━━━ EXERCISE INPUT ━━━

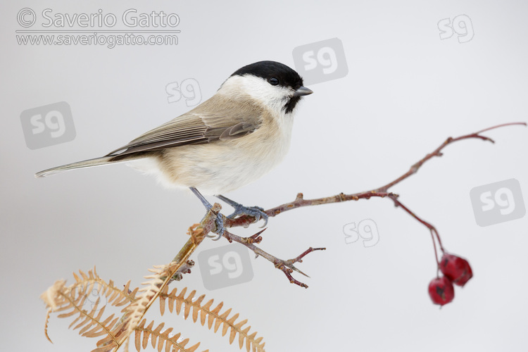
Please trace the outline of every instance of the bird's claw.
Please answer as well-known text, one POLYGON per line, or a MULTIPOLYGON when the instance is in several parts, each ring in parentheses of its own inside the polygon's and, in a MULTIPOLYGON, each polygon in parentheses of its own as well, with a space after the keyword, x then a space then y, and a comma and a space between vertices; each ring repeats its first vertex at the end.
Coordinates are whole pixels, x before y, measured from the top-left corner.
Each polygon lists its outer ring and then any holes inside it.
POLYGON ((258 222, 260 219, 264 220, 264 225, 260 226, 260 228, 268 225, 269 217, 264 211, 264 209, 260 206, 244 206, 241 204, 237 204, 234 206, 234 212, 227 216, 227 218, 232 219, 239 215, 249 215, 255 218, 255 222, 258 222))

━━━

WHAT IS EXPECTED -> Write out every line of the data above as a numbered list, skipping blank lines and leaving out the pictures.

EXERCISE OUTPUT ->
1. Please trace the outline of every instance of the bird's claw.
2. Please answer as well-known text, one POLYGON per line, or a MULTIPOLYGON when the instance is in several parts, each ring in parentheses of its own inside the polygon's and, in a MULTIPOLYGON, each polygon in parentheses of its own as well, with a space after the keyword, x then a space then y, and a comma and a space between vertices; each ring repeats its first vertex at the end.
3. Coordinates are whole pixels, x before y, measured from the top-left corner.
4. Each polygon lists its outer ring and then any holes inside it.
5. POLYGON ((258 222, 260 219, 264 220, 264 225, 260 226, 260 228, 268 225, 269 217, 264 211, 264 209, 260 206, 244 206, 241 204, 237 204, 234 206, 234 212, 227 216, 227 218, 232 219, 239 215, 249 215, 255 218, 255 222, 258 222))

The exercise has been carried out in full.